***** TEXTE FOURNI

Aux Etats-Unis, certaines équipes se sont ainsi penchées sur les vaccins, ou sur le fait de visiter des fermes, par exemple. En réalité, ces deux éléments semblent plutôt protecteurs, probablement par "éducation" du système immunitaire. Un risque accru a pu en revanche être mis en lumière chez les enfants résidant à proximité de certaines routes. Mais ces résultats sont encore discutés et l’effet est très faible. Tout ceci pointe là encore vers une conjonction de facteurs. Sinon, nous aurions déjà trouvé.
Vous ne citez pas les causes les plus courantes chez l’adulte, comme l’alcool ou le tabac…
De nombreux confrères se sont penchés sur les principales causes chez l’adulte : alcool, tabac, soleil, obésité. Cela a été fait en France dans le cadre des projets ESTELLE et ESCALE. En réalité, ces causes ne pèsent pas vraiment dans la balance. Ce qui n’est pas étonnant, car on ne trouve pas chez l’enfant les mêmes cancers que chez l’adulte. Il n’y a quasiment pas de cancer du poumon, du sein ou de la peau, mais plutôt des leucémies, des lymphomes, des tumeurs cérébrales…
Pas de causes claires, des pistes multiples… Pourquoi ces cancers sont-ils si mystérieux ?

**********

◆ **SÉRIE D'EXERCICES**
1. D'après le texte fourni, dans le cadre de quels projets français a-t-on étudié les principales causes de cancer chez l'adulte ?
2. Veuillez énumérer toutes les principales causes de cancer chez l'adulte que cite le texte fourni.
3. Recopiez le passage du texte fourni allant de « Aux Etats-Unis, certaines » jusqu'à « aurions déjà trouvé. » inclus, en remplaçant « fermes » par « écoles ».

***** LIGNES FOURNIES

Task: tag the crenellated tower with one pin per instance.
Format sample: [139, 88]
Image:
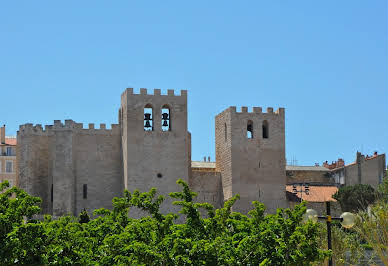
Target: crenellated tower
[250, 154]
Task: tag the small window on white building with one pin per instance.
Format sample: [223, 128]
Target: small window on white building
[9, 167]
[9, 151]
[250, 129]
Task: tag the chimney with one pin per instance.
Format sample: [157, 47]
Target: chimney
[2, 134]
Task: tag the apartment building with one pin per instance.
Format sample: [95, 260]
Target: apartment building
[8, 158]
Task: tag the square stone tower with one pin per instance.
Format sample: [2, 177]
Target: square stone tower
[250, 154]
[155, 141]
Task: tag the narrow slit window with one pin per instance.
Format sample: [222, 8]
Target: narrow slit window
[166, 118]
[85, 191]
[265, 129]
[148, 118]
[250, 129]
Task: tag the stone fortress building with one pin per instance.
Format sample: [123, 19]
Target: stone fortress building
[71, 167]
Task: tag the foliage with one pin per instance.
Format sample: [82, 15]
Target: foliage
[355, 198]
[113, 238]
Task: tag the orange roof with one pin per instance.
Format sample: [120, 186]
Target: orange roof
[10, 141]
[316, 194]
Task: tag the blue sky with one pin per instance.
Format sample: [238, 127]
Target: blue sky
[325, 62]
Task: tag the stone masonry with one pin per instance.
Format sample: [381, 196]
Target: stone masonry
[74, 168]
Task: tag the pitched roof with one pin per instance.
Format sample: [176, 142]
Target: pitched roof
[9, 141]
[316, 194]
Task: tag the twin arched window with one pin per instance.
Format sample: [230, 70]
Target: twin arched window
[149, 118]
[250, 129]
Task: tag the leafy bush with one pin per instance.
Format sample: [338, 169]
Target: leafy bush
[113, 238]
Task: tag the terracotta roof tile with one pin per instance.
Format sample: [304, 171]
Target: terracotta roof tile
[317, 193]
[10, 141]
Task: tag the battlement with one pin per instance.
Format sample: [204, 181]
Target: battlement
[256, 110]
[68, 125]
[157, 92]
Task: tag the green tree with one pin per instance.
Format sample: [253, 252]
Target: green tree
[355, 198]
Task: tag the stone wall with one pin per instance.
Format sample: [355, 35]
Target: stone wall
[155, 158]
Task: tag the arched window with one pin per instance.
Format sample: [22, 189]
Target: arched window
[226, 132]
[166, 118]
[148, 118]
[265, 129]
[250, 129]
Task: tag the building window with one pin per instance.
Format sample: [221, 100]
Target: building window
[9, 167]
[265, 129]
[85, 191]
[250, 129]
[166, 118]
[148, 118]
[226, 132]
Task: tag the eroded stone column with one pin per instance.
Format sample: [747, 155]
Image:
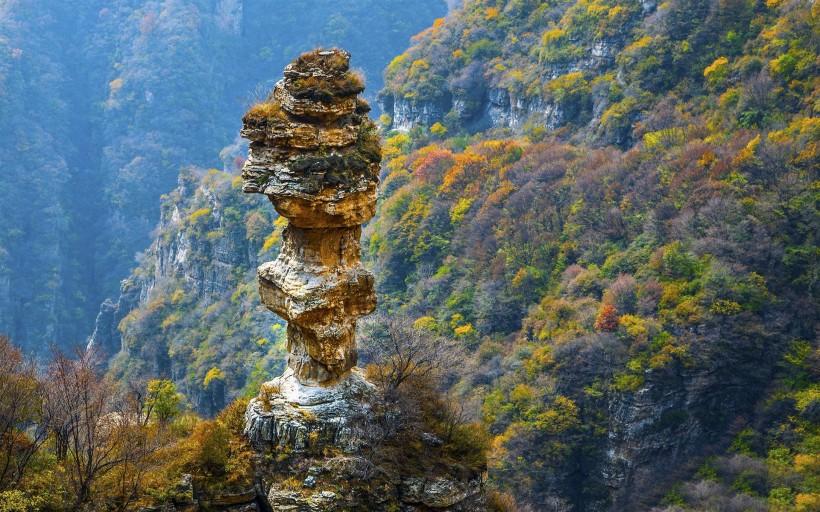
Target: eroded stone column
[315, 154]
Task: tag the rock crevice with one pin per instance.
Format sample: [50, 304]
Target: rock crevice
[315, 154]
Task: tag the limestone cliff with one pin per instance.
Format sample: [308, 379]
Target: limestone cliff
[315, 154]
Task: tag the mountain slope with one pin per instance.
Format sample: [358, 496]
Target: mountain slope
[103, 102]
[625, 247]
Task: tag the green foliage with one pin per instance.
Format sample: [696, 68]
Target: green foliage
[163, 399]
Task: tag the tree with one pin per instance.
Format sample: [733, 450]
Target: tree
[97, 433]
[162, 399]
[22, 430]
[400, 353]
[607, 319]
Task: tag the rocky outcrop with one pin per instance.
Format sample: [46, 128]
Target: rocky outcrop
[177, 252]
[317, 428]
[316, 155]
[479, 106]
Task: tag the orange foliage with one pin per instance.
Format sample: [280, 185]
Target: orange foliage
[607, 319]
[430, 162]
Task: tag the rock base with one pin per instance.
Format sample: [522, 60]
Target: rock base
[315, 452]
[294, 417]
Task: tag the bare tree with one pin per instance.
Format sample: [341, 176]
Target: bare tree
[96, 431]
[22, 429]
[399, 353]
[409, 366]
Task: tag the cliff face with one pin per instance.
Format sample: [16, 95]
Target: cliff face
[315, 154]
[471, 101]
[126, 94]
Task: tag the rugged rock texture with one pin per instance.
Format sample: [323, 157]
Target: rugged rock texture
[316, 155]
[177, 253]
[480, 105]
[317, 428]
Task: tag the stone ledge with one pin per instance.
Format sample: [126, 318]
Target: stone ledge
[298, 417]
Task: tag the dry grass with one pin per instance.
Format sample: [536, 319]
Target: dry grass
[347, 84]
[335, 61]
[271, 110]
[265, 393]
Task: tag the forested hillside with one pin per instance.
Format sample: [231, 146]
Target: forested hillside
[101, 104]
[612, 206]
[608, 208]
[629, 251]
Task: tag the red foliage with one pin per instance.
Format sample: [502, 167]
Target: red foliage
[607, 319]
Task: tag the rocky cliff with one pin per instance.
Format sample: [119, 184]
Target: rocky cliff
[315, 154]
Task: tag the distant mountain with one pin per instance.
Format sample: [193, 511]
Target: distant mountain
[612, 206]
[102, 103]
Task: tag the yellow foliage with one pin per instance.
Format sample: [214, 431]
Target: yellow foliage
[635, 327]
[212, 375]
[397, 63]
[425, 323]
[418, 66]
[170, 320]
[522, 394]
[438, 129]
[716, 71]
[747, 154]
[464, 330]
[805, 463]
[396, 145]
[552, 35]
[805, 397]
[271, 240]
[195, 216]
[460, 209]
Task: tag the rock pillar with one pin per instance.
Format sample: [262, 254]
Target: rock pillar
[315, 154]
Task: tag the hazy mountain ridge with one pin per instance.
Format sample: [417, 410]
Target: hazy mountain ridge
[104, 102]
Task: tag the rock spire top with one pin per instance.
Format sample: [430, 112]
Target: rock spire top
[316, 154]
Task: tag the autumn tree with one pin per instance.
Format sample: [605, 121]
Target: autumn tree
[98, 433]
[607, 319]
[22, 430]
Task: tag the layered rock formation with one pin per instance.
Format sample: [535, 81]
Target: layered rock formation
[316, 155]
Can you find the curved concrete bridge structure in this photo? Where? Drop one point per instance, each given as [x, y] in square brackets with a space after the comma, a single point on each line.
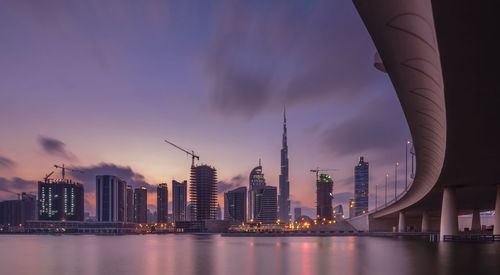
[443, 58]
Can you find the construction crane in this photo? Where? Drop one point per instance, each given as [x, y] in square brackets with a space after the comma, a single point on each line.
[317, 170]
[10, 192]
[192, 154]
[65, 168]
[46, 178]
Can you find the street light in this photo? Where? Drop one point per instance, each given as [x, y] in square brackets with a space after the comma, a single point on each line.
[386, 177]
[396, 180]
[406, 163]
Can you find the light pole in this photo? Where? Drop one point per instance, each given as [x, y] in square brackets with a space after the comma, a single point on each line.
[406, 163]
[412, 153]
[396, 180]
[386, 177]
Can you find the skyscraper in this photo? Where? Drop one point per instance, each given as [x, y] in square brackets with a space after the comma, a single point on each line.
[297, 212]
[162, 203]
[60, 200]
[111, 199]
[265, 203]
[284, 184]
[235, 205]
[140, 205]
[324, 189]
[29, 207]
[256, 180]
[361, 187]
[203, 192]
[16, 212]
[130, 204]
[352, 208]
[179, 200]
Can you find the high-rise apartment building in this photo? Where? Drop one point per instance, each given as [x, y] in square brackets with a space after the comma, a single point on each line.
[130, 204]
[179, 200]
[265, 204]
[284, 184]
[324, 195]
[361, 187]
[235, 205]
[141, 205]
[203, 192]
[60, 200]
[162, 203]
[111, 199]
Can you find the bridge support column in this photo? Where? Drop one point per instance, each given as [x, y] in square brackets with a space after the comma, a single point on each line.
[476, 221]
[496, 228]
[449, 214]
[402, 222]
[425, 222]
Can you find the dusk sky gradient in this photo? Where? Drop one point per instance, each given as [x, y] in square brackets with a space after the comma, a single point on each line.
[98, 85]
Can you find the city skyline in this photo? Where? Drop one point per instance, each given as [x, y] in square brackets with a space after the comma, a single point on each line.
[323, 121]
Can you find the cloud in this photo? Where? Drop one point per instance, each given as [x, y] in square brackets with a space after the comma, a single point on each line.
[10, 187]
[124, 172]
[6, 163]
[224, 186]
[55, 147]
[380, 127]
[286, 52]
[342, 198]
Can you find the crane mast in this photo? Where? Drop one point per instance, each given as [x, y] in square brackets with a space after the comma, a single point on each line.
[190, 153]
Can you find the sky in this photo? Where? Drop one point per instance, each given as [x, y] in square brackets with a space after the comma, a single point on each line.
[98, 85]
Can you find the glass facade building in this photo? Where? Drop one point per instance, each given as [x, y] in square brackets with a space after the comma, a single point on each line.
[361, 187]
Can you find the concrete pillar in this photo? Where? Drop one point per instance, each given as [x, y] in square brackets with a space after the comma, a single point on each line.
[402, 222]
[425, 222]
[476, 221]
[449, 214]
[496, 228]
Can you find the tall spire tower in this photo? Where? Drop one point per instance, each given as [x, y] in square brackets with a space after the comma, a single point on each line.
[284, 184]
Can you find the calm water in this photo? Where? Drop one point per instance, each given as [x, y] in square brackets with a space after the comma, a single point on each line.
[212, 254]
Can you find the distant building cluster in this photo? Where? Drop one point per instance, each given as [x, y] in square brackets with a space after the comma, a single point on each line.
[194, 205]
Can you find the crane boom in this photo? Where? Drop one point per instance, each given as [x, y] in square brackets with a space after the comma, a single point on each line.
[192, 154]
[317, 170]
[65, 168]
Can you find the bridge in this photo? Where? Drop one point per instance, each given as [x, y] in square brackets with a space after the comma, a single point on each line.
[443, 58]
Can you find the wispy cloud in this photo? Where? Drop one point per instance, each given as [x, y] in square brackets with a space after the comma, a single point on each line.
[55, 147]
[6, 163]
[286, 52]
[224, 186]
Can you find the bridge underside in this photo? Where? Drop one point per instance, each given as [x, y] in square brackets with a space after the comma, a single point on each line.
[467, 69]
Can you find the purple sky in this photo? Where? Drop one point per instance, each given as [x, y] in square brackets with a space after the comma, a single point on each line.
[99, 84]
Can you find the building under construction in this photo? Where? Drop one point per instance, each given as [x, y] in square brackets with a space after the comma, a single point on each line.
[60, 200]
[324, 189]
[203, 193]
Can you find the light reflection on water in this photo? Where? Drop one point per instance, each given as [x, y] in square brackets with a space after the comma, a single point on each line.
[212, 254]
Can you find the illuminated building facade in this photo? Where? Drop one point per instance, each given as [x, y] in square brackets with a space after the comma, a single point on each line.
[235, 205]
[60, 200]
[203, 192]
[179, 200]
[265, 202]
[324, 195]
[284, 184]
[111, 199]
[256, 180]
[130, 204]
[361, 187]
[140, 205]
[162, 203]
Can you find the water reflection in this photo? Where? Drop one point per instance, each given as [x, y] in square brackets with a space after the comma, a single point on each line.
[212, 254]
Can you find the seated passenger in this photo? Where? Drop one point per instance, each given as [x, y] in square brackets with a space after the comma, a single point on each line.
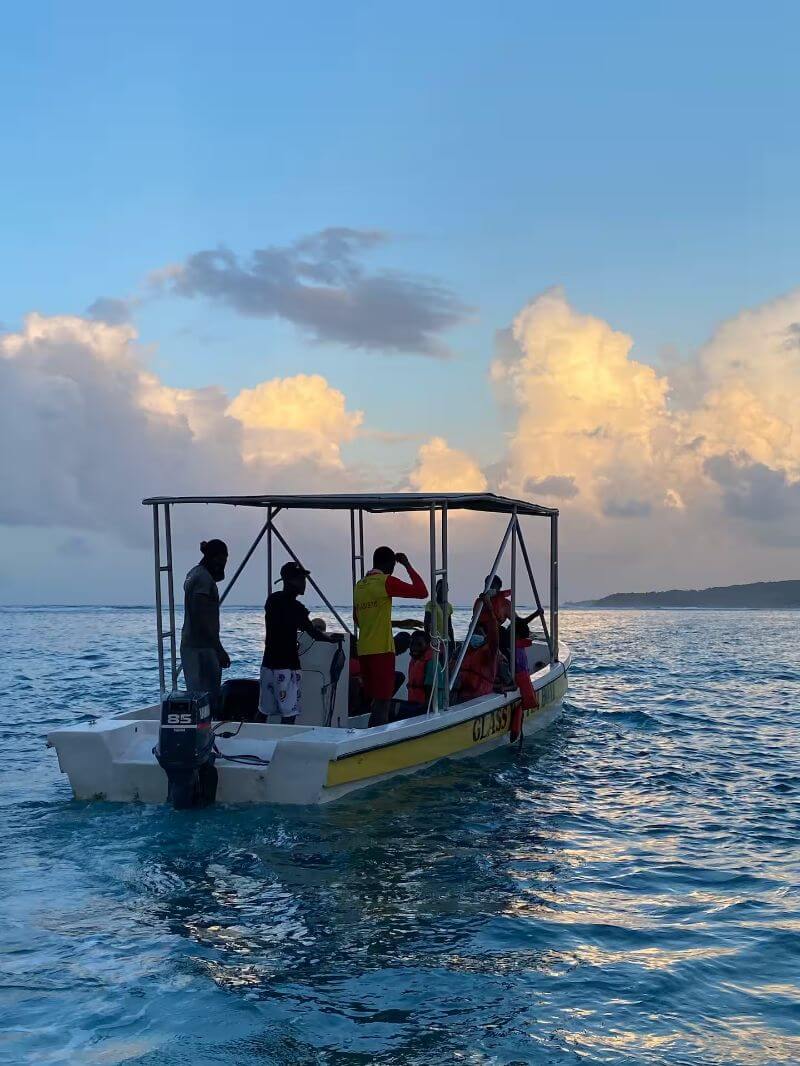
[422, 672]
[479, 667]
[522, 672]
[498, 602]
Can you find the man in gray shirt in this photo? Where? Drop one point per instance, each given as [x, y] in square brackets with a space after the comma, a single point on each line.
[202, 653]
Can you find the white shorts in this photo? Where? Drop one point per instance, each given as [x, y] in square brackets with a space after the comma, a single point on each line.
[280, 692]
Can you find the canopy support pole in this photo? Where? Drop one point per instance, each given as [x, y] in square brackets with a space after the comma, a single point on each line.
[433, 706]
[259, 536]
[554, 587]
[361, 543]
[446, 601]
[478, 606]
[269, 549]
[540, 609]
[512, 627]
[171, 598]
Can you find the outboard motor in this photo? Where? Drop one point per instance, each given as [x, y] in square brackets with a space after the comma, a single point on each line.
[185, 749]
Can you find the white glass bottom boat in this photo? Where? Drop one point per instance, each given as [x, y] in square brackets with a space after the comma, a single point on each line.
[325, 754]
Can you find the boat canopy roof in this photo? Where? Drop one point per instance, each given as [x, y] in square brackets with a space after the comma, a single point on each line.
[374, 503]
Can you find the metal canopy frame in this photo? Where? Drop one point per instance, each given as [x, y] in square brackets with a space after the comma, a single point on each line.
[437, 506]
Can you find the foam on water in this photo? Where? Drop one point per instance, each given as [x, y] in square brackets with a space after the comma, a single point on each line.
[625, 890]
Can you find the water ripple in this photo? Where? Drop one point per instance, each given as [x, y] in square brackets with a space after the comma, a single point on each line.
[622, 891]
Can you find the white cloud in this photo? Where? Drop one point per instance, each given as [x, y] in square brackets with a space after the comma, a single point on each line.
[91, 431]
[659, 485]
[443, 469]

**********

◆ **RÉSULTATS ATTENDUS**
1. Les projets ESTELLE et ESCALE.

2. Alcool, tabac, soleil, obésité.

3.
Aux Etats-Unis, certaines équipes se sont ainsi penchées sur les vaccins, ou sur le fait de visiter des écoles, par exemple. En réalité, ces deux éléments semblent plutôt protecteurs, probablement par "éducation" du système immunitaire. Un risque accru a pu en revanche être mis en lumière chez les enfants résidant à proximité de certaines routes. Mais ces résultats sont encore discutés et l’effet est très faible. Tout ceci pointe là encore vers une conjonction de facteurs. Sinon, nous aurions déjà trouvé.